Table of Contents
- Creating a VM for the buildslave
- Ensure that OpenVPN builds correctly
- Setting up the VPN connection
- Setting up a buildslave
- List of existing buildslaves
- List of build permutations
OpenVPN project uses Buildbot (current version 0.8.5) to help increase code quality. Buildbot is a Python application that can work in either master or slave mode. The buildmaster is the core server which accepts connections from buildslaves and tells them what they should do. Typically the clients fetch latest sources and reports any build problems to buildbot which in turn informs developers via email. In software engineering this is called Continous integration and helps prevent build problems go unnoticed for extended time periods. The clients (buildslaves) can and should run on a variety of hardware / OS platforms. For the server (buildmaster) the OS choice is largely irrelevant. Buildbot is described in more detail in the Buildbot manual.
As the number of buildslaves can easily get out of hand, the OpenVPN project can make use of your help. If you're interested in donating a buildslave please contact the buildmaster admins:
- Gert (cron2 on IRC)
- Samuli (mattock on IRC)
NOTE: The buildslave needs root access to be able to connect to the t_client.sh test servers using OpenVPN. Moreover, anyone who controls the buildmaster can do whatever he wants on the buildslaves by simply modifying the build procedure. For this reason you should only run buildslaves on expendable virtual machines. That said, you can grant limited sudo privileges to a normal user to run buildbot as a normal user: see section "Running builtdot as non-root user" for details.
Creating a VM for the buildslave
A Linux VM will probably need at least 768MB of memory. Some distros such as Fedora 24 suggests 1024MB as the bare minimum. The VM should have at least 8GB of diskspace, but adding a bit more helps avoid problems later on.
Ensure that OpenVPN builds correctly
The first step is to ensure you can build OpenVPN on your buildslave VM. On Debian/Ubuntu this takes care of most of the dependencies (from here):
$ apt-get update $ apt-get install liblzo2-dev libssl-dev libpam-dev libpkcs11-helper-dev libtool autoconf make cmake
On Fedora you'd do
$ dnf install lzo-devel openssl-devel pam-devel pkcs11-helper-devel gnutls-devel autoconf libtool make cmake
And on RedHat/CentOS/Scientific Linux you'd do
$ yum install lzo-devel openssl-devel pam-devel pkcs11-helper-devel gnutls-devel autoconf libtool make cmake
On *BSD derivatives the procedure is roughly similar.
On top of this you need to build and install mbedTLS. As OpenVPN tends to follow mbedTLS's rapidly changing APIs, installing the latest version is usually the best choice. Follow the instructions in the release package on how to build mbedTLS on your system.

§ **Provided material**
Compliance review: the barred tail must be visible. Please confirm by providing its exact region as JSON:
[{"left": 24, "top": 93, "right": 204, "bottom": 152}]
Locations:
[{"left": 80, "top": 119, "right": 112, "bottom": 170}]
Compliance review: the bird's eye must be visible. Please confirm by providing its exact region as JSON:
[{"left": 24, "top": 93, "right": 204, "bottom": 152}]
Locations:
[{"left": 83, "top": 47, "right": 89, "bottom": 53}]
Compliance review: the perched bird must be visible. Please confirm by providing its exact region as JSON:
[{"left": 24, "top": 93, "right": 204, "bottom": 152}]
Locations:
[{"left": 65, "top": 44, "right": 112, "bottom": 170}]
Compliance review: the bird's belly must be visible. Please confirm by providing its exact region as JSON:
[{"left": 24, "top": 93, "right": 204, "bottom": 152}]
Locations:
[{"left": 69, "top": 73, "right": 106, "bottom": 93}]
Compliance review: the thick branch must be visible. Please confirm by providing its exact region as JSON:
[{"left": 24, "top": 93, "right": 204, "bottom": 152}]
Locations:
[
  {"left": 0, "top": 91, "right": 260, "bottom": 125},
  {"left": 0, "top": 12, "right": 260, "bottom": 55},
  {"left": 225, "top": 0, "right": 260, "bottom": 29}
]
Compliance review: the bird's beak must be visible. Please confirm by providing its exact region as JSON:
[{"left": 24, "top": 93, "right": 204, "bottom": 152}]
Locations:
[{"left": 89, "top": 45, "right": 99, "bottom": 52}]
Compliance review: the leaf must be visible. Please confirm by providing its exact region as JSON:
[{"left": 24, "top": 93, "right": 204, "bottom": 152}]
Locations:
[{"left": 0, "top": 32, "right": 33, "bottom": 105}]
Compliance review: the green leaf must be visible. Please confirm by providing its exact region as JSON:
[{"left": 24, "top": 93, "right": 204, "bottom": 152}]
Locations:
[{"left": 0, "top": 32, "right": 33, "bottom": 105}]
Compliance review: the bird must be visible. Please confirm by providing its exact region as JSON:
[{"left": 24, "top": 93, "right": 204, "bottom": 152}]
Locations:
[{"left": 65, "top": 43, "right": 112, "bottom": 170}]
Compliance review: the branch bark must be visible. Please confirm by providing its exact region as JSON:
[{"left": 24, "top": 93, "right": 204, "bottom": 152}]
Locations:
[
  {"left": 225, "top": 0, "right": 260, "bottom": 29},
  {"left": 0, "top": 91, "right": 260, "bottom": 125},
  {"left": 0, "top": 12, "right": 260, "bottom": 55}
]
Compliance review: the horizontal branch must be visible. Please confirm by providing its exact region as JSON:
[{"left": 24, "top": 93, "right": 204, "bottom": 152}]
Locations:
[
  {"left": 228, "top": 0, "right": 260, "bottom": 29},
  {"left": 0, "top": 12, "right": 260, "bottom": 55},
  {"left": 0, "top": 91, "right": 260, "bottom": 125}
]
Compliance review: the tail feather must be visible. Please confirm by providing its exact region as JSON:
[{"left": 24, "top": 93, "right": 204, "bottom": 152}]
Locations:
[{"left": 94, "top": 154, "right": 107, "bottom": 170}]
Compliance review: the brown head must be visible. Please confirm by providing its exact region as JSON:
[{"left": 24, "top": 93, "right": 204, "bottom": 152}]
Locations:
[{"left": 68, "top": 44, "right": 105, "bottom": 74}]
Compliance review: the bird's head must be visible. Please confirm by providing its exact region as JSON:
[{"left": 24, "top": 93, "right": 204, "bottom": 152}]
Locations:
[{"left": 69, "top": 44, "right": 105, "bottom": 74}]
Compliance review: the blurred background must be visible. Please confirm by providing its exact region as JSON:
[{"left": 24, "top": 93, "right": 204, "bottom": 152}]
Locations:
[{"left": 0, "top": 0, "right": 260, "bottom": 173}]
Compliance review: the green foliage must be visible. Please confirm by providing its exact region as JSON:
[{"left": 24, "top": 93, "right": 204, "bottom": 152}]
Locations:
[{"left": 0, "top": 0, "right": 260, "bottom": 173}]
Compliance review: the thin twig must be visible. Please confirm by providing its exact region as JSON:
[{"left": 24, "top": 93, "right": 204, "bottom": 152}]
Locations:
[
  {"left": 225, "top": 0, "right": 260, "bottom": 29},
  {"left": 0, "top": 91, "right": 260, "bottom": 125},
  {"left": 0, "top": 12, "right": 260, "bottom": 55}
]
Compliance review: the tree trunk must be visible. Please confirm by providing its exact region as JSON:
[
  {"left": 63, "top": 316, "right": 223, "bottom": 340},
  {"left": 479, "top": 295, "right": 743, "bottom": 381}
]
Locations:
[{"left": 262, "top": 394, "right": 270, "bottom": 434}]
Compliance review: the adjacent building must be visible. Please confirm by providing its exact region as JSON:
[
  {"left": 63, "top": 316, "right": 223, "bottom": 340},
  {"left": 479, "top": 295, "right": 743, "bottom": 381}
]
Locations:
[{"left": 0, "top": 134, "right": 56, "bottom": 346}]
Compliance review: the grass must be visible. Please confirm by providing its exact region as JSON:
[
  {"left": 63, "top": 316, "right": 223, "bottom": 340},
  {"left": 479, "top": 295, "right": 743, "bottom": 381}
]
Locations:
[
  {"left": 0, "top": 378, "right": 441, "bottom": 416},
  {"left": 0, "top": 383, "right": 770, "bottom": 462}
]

§ **Work instructions**
According to the OpenVPN buildslave guide, how much disk space should the buildslave VM have at minimum?

§ **Task answer**
At least 8GB.